→ WHAT YOU SHOULD DO: Reproduce the rows from the line with "Find the rocky" to the line with "Return every instance of the jagged", replacing "rocky summit" with "mountain peak" and leaving everything else unchanged.

- - -

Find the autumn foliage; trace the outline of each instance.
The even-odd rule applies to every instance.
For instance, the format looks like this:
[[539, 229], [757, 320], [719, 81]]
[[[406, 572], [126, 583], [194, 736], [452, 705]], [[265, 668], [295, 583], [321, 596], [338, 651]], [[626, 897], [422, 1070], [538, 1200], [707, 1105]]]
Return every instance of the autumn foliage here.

- - -

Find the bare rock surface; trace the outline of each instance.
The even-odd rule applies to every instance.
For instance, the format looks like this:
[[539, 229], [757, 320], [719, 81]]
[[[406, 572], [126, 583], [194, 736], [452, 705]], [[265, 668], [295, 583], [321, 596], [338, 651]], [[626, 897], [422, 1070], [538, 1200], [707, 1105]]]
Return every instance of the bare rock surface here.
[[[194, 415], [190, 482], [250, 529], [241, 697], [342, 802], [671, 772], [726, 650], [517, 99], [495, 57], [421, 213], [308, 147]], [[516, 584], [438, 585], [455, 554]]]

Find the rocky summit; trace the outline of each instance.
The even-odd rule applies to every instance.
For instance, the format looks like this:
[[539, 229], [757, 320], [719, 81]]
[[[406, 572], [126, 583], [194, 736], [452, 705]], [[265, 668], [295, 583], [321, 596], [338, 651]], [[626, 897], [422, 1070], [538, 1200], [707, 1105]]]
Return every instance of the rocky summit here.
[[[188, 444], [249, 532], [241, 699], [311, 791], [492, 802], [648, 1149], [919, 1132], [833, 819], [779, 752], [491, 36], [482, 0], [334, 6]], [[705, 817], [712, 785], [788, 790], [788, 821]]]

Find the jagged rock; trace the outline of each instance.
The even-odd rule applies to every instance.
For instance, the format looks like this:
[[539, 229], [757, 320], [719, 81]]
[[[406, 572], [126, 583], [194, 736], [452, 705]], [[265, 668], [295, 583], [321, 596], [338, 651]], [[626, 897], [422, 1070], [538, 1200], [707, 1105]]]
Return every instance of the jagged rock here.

- - -

→ FINAL RESULT:
Find the mountain peak; trace the outline of each instance.
The even-odd rule applies to every instance.
For instance, the format looks like this:
[[539, 229], [757, 320], [719, 81]]
[[[406, 572], [126, 583], [194, 736], [452, 705]], [[265, 668], [295, 583], [321, 596], [338, 651]], [[626, 897], [422, 1070], [538, 1200], [707, 1105]]]
Return every instance of the mountain peak here.
[[[188, 444], [249, 532], [241, 699], [311, 791], [492, 802], [648, 1149], [919, 1132], [833, 819], [779, 752], [491, 36], [482, 0], [334, 6]], [[705, 817], [712, 785], [788, 790], [788, 821]]]

Find the jagged rock; trace the outline of each instance.
The even-odd rule applies to every instance.
For instance, the format looks like this:
[[539, 229], [757, 320], [719, 81]]
[[[406, 572], [126, 583], [194, 736], [452, 705]], [[265, 668], [295, 583], [321, 596], [338, 651]], [[626, 897], [422, 1070], [538, 1200], [707, 1105]]]
Return every instance of the jagged rock here.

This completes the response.